- _AIM OF THE EXERCISE_
Copy every record below exactly.

▶

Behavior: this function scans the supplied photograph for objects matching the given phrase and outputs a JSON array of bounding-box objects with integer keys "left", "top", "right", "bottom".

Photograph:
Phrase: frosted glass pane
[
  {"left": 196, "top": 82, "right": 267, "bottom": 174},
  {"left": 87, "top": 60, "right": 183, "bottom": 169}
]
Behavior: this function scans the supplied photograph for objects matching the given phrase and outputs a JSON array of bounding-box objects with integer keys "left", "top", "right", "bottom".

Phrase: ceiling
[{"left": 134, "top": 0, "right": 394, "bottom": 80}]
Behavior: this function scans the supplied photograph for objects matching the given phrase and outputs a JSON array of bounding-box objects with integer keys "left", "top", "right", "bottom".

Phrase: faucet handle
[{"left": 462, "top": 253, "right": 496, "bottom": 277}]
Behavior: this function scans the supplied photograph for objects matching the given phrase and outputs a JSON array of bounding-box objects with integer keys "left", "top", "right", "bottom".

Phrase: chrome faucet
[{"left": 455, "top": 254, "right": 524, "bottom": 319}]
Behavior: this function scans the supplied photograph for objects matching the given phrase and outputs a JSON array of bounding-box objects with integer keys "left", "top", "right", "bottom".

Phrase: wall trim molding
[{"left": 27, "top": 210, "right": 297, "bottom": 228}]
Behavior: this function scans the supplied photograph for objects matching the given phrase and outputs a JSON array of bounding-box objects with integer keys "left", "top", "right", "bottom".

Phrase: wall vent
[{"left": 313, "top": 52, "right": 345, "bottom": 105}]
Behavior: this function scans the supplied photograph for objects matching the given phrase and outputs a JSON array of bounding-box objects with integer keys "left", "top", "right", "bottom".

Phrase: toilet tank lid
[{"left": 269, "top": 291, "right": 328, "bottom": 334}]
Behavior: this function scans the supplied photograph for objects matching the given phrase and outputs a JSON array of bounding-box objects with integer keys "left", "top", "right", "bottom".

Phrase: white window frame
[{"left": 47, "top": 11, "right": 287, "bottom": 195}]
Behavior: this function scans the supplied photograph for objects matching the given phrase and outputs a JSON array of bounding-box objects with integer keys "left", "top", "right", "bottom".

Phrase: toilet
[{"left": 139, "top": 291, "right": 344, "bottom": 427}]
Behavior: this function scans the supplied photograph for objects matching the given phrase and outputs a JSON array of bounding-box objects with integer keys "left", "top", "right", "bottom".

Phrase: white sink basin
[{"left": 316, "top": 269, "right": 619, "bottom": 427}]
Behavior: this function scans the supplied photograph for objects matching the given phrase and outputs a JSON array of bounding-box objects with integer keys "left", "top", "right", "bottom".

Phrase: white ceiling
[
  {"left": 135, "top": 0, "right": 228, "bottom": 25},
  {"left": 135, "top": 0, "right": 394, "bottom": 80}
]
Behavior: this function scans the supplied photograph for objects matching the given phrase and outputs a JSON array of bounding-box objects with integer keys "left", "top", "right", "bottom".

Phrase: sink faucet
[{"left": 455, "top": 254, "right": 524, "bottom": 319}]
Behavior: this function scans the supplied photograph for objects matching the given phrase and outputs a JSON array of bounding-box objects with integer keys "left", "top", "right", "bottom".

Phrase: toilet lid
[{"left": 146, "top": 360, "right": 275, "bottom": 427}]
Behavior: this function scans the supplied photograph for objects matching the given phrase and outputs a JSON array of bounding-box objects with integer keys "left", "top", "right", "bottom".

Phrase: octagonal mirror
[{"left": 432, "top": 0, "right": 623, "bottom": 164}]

◀

- _SOLUTION TO THIS PROBLEM_
Behavior: this function scans the supplied photograph for objects matching the given phrase and outputs a JSON array of bounding-box objects with integer keys "left", "top", "right", "bottom".

Photograph:
Phrase: frosted glass pane
[
  {"left": 196, "top": 82, "right": 267, "bottom": 174},
  {"left": 87, "top": 60, "right": 183, "bottom": 169}
]
Behavior: this function scans the supplied photograph for objects matching the given phrase and outputs a JSON array of bounding-box objects with integer keys "left", "top", "right", "bottom".

Phrase: ceiling
[{"left": 134, "top": 0, "right": 394, "bottom": 80}]
Behavior: this function scans the supplied photograph for objects matching the given phrase and outputs a JSON array of bounding-box objects with integer keys "left", "top", "right", "bottom".

Phrase: faucet handle
[{"left": 462, "top": 253, "right": 496, "bottom": 277}]
Behavior: this function scans the supplied photograph for objects matching the given phrase and outputs a JSON array of bounding-box objects with integer keys "left", "top", "right", "bottom".

Phrase: chrome faucet
[{"left": 455, "top": 254, "right": 524, "bottom": 319}]
Behavior: this function scans the supplied photograph for objects matching the given phrase and outputs a JSON array of bounding-box objects with integer keys "left", "top", "right", "bottom".

Phrase: wall trim molding
[{"left": 27, "top": 210, "right": 297, "bottom": 228}]
Behavior: this function scans the supplied photograph for objects matching the given phrase and outputs a JSON array of bounding-box objects with integer keys "left", "top", "right", "bottom".

Phrase: wall vent
[{"left": 313, "top": 52, "right": 345, "bottom": 105}]
Behavior: this function scans the supplied photograph for objects matching the given phrase and outputs a JSON array of bounding-box objects with integer keys "left", "top", "right", "bottom".

Phrase: toilet tank lid
[{"left": 269, "top": 291, "right": 328, "bottom": 334}]
Behavior: this function scans the supplied photograph for objects matching the given phrase and outputs a JSON array of bounding-box objects with integer keys "left", "top", "right", "bottom".

Phrase: white window frame
[{"left": 47, "top": 11, "right": 287, "bottom": 195}]
Behavior: this function scans the supplied photograph for objects matching the given phrase and outputs a JSON array of bounding-box objects with integer keys "left", "top", "right", "bottom".

Phrase: toilet
[{"left": 139, "top": 291, "right": 344, "bottom": 427}]
Behavior: this function scans the supplied photograph for objects matching the given phrase and outputs a JSON array of bounding-box objects with integer keys "left", "top", "right", "bottom".

Phrase: white sink basin
[{"left": 316, "top": 269, "right": 619, "bottom": 427}]
Behavior: this function scans the supplied photograph for objects matching the given phrase and outputs a JSON array of bounding-box objects with integer keys "left", "top", "right", "bottom".

Phrase: white ceiling
[
  {"left": 135, "top": 0, "right": 228, "bottom": 25},
  {"left": 135, "top": 0, "right": 394, "bottom": 80}
]
Behavior: this function scans the supplied photograph for objects matching the given phrase and outputs a JSON array of bounding-box objects with integer keys "left", "top", "right", "bottom".

Phrase: sink faucet
[{"left": 455, "top": 254, "right": 524, "bottom": 319}]
Behavior: this function scans the supplied photograph for objects matching the given phrase and outputs a JSON array of bounding-box objects with integer keys "left", "top", "right", "bottom".

Phrase: toilet lid
[{"left": 146, "top": 360, "right": 275, "bottom": 427}]
Behavior: this function scans the supplied photograph for objects matching the given phrase and outputs a JSON array of bounding-box objects with integer keys "left", "top", "right", "bottom".

Phrase: octagonal mirror
[{"left": 432, "top": 0, "right": 623, "bottom": 164}]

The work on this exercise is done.